=== What is asked ===
Summarize the mathematician profiles below in two sentences.

Clifton Cunningham (Calgary)
Clifton loves algebraic geometry, group representation theory and number theory, so he found a home in the Langlands program, mainly using perverse sheaves to study admissible representations of p-adic groups. Right now he’s also using Hilbert modular forms to manufacture interesting automorphic representations of spin groups. Once a Science Busker for Beakerhead, Clifton was the Calgary Director of the Pacific Institute for the Mathematical Science from 2008 to 2015, but he’s recovering nicely now.

Moon Duchin (Tufts)
Moon Duchin works in geometric topology and geometric group theory. She particularly looks at the large-scale geometric structure of groups and unusual metric spaces. One recurring theme is taming the geometric infinite by either attaching a "boundary at infinity" to a space you want to study, or else approaching it dynamically by understanding what happens after you flow or jump around in your space for a really long time. She's also actively interested in history, philosophy, and cultural studies of science. Visit Moon's website.

Sam Payne (Yale)

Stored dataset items
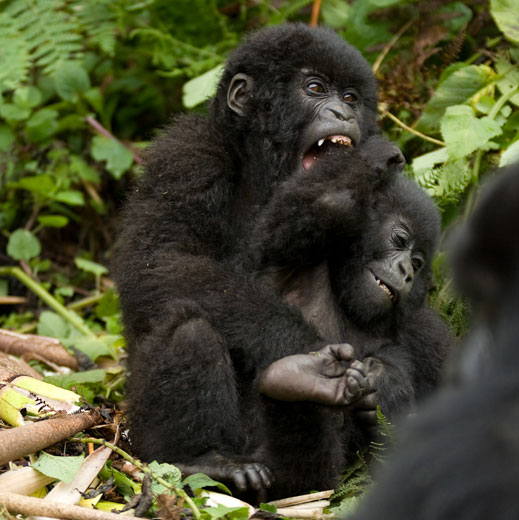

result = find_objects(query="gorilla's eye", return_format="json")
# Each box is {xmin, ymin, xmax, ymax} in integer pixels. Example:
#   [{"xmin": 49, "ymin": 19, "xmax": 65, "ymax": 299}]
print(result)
[
  {"xmin": 306, "ymin": 80, "xmax": 324, "ymax": 94},
  {"xmin": 391, "ymin": 233, "xmax": 408, "ymax": 249},
  {"xmin": 412, "ymin": 255, "xmax": 424, "ymax": 273}
]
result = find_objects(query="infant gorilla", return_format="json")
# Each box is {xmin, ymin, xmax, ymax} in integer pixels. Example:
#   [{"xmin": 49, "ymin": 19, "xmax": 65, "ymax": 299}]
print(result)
[{"xmin": 251, "ymin": 137, "xmax": 449, "ymax": 432}]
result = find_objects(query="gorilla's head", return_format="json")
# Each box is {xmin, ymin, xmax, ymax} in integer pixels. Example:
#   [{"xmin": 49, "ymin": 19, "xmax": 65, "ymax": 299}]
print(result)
[{"xmin": 212, "ymin": 23, "xmax": 378, "ymax": 189}]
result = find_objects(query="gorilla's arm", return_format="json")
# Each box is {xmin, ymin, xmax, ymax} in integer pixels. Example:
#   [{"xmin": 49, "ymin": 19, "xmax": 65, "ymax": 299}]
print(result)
[{"xmin": 249, "ymin": 135, "xmax": 405, "ymax": 268}]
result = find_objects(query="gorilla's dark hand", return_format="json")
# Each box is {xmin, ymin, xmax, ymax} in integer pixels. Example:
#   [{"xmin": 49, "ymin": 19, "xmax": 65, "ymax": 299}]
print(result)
[
  {"xmin": 355, "ymin": 357, "xmax": 384, "ymax": 427},
  {"xmin": 259, "ymin": 343, "xmax": 367, "ymax": 406},
  {"xmin": 359, "ymin": 135, "xmax": 405, "ymax": 180}
]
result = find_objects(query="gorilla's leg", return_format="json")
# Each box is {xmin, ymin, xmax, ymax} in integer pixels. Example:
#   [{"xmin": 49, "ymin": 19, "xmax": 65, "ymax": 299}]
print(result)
[{"xmin": 129, "ymin": 313, "xmax": 272, "ymax": 491}]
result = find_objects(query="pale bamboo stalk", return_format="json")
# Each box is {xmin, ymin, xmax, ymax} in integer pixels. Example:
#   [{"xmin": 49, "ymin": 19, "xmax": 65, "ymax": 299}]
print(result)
[
  {"xmin": 0, "ymin": 491, "xmax": 137, "ymax": 520},
  {"xmin": 269, "ymin": 489, "xmax": 333, "ymax": 507}
]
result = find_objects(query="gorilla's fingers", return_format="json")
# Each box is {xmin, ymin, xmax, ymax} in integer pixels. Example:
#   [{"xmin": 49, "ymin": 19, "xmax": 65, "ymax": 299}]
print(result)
[
  {"xmin": 328, "ymin": 343, "xmax": 355, "ymax": 361},
  {"xmin": 230, "ymin": 469, "xmax": 247, "ymax": 492}
]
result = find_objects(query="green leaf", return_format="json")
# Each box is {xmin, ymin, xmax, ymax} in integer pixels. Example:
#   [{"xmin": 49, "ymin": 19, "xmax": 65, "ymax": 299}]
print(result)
[
  {"xmin": 38, "ymin": 311, "xmax": 70, "ymax": 339},
  {"xmin": 45, "ymin": 368, "xmax": 106, "ymax": 389},
  {"xmin": 74, "ymin": 256, "xmax": 108, "ymax": 276},
  {"xmin": 182, "ymin": 473, "xmax": 232, "ymax": 495},
  {"xmin": 148, "ymin": 460, "xmax": 182, "ymax": 495},
  {"xmin": 419, "ymin": 65, "xmax": 495, "ymax": 131},
  {"xmin": 70, "ymin": 155, "xmax": 101, "ymax": 182},
  {"xmin": 499, "ymin": 141, "xmax": 519, "ymax": 166},
  {"xmin": 441, "ymin": 105, "xmax": 502, "ymax": 159},
  {"xmin": 74, "ymin": 337, "xmax": 112, "ymax": 361},
  {"xmin": 0, "ymin": 103, "xmax": 31, "ymax": 121},
  {"xmin": 7, "ymin": 229, "xmax": 41, "ymax": 260},
  {"xmin": 53, "ymin": 190, "xmax": 85, "ymax": 206},
  {"xmin": 92, "ymin": 135, "xmax": 133, "ymax": 179},
  {"xmin": 496, "ymin": 56, "xmax": 519, "ymax": 106},
  {"xmin": 38, "ymin": 215, "xmax": 68, "ymax": 228},
  {"xmin": 182, "ymin": 65, "xmax": 224, "ymax": 108},
  {"xmin": 85, "ymin": 87, "xmax": 103, "ymax": 114},
  {"xmin": 0, "ymin": 125, "xmax": 15, "ymax": 152},
  {"xmin": 18, "ymin": 173, "xmax": 56, "ymax": 198},
  {"xmin": 52, "ymin": 61, "xmax": 90, "ymax": 101},
  {"xmin": 490, "ymin": 0, "xmax": 519, "ymax": 44},
  {"xmin": 204, "ymin": 504, "xmax": 249, "ymax": 520},
  {"xmin": 32, "ymin": 451, "xmax": 84, "ymax": 482},
  {"xmin": 412, "ymin": 148, "xmax": 449, "ymax": 176},
  {"xmin": 13, "ymin": 85, "xmax": 42, "ymax": 108},
  {"xmin": 26, "ymin": 108, "xmax": 59, "ymax": 143}
]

=== Answer to the task ===
Clifton Cunningham of Calgary works in the Langlands program, mainly using perverse sheaves to study admissible representations of p-adic groups, and he was the Calgary Director of the Pacific Institute for the Mathematical Science from 2008 to 2015. Moon Duchin of Tufts works in geometric topology and geometric group theory, looking particularly at the large-scale geometric structure of groups and unusual metric spaces, and she is also interested in the history, philosophy, and cultural studies of science.